*Text block:*
BEGIN

You said "Gonzo, so your position is that Buddhists who do not believe in a god should be denied BSA membership"


You're trying to pin me down by saying that since Buddhists don't believe in "A" god, it appears as though Buddhists believe in the existence of many devas ---- See below.


I don't need to email anybody at national about anythng.


Pg 45 of the Boy Scout Handbook says in part:

... To do my duty to God

Your family and religious leaders teach you about God and the ways you can serve. You do your duty to God by following the wisdom of those teachings every day and by respecting and defending the rights of others to practice their own beliefs.


Pg 54 of the Boy Scout Handbook says in part:

A scout is reverent. A Scout is reverent toward God. He is faithful in his religious duties. He respects the beliefs of others.

END

*Entries shown:*

BEGIN

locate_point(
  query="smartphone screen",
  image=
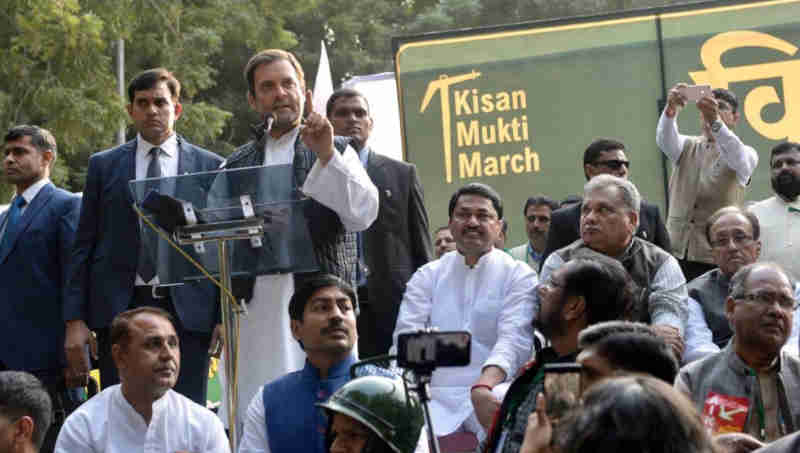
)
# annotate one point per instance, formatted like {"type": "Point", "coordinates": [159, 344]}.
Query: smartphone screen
{"type": "Point", "coordinates": [562, 388]}
{"type": "Point", "coordinates": [433, 349]}
{"type": "Point", "coordinates": [694, 93]}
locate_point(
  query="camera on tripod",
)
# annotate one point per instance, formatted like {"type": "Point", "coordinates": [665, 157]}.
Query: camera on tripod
{"type": "Point", "coordinates": [424, 351]}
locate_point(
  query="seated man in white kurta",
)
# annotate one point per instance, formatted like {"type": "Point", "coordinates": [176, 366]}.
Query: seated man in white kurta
{"type": "Point", "coordinates": [479, 289]}
{"type": "Point", "coordinates": [143, 413]}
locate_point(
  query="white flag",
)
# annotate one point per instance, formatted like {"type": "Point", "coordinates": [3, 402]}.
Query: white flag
{"type": "Point", "coordinates": [323, 84]}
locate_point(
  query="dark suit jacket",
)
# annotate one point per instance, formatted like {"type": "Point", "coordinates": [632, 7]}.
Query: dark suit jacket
{"type": "Point", "coordinates": [104, 259]}
{"type": "Point", "coordinates": [565, 227]}
{"type": "Point", "coordinates": [33, 276]}
{"type": "Point", "coordinates": [398, 242]}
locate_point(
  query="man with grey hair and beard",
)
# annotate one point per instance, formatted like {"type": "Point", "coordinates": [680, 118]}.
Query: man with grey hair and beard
{"type": "Point", "coordinates": [609, 218]}
{"type": "Point", "coordinates": [751, 386]}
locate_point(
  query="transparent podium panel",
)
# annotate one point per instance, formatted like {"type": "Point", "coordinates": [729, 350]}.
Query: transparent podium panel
{"type": "Point", "coordinates": [196, 210]}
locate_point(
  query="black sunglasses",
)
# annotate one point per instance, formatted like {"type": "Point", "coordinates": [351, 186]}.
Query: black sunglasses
{"type": "Point", "coordinates": [613, 164]}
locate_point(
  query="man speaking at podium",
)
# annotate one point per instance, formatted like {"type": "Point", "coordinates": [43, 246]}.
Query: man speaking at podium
{"type": "Point", "coordinates": [327, 170]}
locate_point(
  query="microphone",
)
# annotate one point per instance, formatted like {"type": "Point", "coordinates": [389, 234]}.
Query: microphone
{"type": "Point", "coordinates": [269, 119]}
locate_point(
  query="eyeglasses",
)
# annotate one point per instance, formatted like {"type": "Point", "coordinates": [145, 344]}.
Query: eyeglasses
{"type": "Point", "coordinates": [482, 217]}
{"type": "Point", "coordinates": [614, 164]}
{"type": "Point", "coordinates": [739, 240]}
{"type": "Point", "coordinates": [767, 298]}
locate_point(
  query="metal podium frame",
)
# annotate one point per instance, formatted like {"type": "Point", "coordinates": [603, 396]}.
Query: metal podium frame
{"type": "Point", "coordinates": [220, 232]}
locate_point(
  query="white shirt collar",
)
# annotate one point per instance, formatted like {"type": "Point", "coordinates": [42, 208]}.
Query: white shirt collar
{"type": "Point", "coordinates": [30, 193]}
{"type": "Point", "coordinates": [169, 147]}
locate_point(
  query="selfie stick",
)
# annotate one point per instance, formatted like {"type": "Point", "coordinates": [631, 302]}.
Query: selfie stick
{"type": "Point", "coordinates": [423, 390]}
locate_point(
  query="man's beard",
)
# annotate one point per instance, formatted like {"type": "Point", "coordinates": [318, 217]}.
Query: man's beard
{"type": "Point", "coordinates": [538, 240]}
{"type": "Point", "coordinates": [550, 325]}
{"type": "Point", "coordinates": [786, 184]}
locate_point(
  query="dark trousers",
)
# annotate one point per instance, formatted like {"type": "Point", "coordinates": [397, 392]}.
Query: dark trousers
{"type": "Point", "coordinates": [694, 269]}
{"type": "Point", "coordinates": [375, 326]}
{"type": "Point", "coordinates": [193, 378]}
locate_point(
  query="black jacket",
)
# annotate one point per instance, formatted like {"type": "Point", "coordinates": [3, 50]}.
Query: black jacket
{"type": "Point", "coordinates": [565, 227]}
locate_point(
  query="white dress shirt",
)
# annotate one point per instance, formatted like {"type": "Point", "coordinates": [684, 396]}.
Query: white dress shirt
{"type": "Point", "coordinates": [493, 300]}
{"type": "Point", "coordinates": [780, 232]}
{"type": "Point", "coordinates": [168, 160]}
{"type": "Point", "coordinates": [741, 158]}
{"type": "Point", "coordinates": [28, 194]}
{"type": "Point", "coordinates": [699, 338]}
{"type": "Point", "coordinates": [267, 349]}
{"type": "Point", "coordinates": [107, 423]}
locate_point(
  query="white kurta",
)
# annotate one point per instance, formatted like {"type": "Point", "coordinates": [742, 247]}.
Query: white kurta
{"type": "Point", "coordinates": [493, 301]}
{"type": "Point", "coordinates": [107, 423]}
{"type": "Point", "coordinates": [780, 232]}
{"type": "Point", "coordinates": [267, 349]}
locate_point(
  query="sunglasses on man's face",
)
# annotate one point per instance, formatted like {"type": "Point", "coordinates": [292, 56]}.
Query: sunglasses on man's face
{"type": "Point", "coordinates": [613, 164]}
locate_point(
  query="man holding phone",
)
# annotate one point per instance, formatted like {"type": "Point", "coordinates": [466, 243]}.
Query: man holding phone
{"type": "Point", "coordinates": [480, 289]}
{"type": "Point", "coordinates": [589, 289]}
{"type": "Point", "coordinates": [710, 171]}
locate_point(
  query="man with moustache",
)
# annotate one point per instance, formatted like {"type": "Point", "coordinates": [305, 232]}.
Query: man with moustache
{"type": "Point", "coordinates": [779, 215]}
{"type": "Point", "coordinates": [36, 237]}
{"type": "Point", "coordinates": [751, 386]}
{"type": "Point", "coordinates": [143, 413]}
{"type": "Point", "coordinates": [483, 290]}
{"type": "Point", "coordinates": [609, 218]}
{"type": "Point", "coordinates": [537, 212]}
{"type": "Point", "coordinates": [397, 243]}
{"type": "Point", "coordinates": [709, 171]}
{"type": "Point", "coordinates": [342, 199]}
{"type": "Point", "coordinates": [604, 156]}
{"type": "Point", "coordinates": [586, 291]}
{"type": "Point", "coordinates": [734, 235]}
{"type": "Point", "coordinates": [443, 241]}
{"type": "Point", "coordinates": [282, 416]}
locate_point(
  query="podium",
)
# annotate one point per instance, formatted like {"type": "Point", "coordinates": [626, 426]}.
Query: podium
{"type": "Point", "coordinates": [220, 226]}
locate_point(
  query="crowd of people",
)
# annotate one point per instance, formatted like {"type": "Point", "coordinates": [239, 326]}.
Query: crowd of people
{"type": "Point", "coordinates": [681, 334]}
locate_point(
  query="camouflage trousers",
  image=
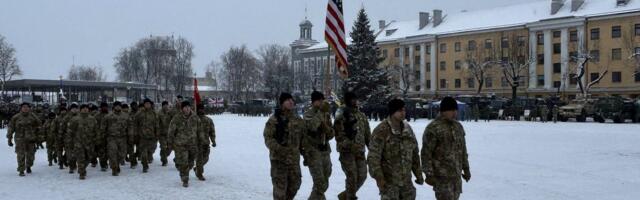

END

*Required tasks:*
a – Rewrite the post from "You're trying to" to "their own beliefs.", swapping "family" for "parents".
b – Answer these questions from the post:
(i) Which page of the Boy Scout Handbook does the post cite for "To do my duty to God"?
(ii) Whom does the writer say there is no need to email?
(iii) According to the page 54 quotation, toward whom is a Scout reverent?
c – List every sentence the post quotes from page 54 of the Boy Scout Handbook.

*Exercise answers:*
a –
You're trying to pin me down by saying that since Buddhists don't believe in "A" god, it appears as though Buddhists believe in the existence of many devas ---- See below.


I don't need to email anybody at national about anythng.


Pg 45 of the Boy Scout Handbook says in part:

... To do my duty to God

Your parents and religious leaders teach you about God and the ways you can serve. You do your duty to God by following the wisdom of those teachings every day and by respecting and defending the rights of others to practice their own beliefs.

b –
(i) Page 45
(ii) Anybody at national
(iii) God

c –
- A scout is reverent.
- A Scout is reverent toward God.
- He is faithful in his religious duties.
- He respects the beliefs of others.